Retype the lines starting with the one that contains "Return the outline of every instance of the <item>red" and continuing through the end of the records, keeping every character unchanged.

**Saved data entries:**
::::::

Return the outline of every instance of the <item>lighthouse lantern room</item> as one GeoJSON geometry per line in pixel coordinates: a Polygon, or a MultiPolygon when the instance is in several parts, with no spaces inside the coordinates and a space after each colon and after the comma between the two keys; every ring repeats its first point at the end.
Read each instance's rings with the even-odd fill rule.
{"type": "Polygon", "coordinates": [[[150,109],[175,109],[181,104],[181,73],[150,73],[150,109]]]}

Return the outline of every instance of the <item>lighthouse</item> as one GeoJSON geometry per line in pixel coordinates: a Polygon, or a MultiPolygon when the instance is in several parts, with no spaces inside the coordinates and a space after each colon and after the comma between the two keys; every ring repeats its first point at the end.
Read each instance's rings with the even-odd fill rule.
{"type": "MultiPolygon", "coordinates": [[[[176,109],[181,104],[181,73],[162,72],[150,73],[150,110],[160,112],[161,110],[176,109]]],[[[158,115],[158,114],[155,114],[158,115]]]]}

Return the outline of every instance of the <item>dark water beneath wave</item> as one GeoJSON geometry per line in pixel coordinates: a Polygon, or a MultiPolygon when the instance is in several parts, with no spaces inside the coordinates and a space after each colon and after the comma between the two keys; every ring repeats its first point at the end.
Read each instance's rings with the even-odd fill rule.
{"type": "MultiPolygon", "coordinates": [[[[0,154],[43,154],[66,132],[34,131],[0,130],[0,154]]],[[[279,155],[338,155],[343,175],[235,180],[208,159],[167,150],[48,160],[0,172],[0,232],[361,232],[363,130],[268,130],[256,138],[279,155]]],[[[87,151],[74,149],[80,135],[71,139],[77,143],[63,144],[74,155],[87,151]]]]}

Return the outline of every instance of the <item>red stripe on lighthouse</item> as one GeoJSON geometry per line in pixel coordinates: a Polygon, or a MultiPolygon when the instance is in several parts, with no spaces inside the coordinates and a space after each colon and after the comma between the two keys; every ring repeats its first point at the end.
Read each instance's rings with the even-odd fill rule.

::::::

**RESULT OF THIS EXERCISE:**
Return the outline of every instance of the <item>red stripe on lighthouse</item> as one GeoJSON geometry per line in pixel coordinates: a Polygon, or a MultiPolygon when the instance is in several parts, with no spaces inside the coordinates and a space after each colon and after the comma between the two keys; every ring repeats its first point at the end.
Read each instance's rings with the even-odd fill rule.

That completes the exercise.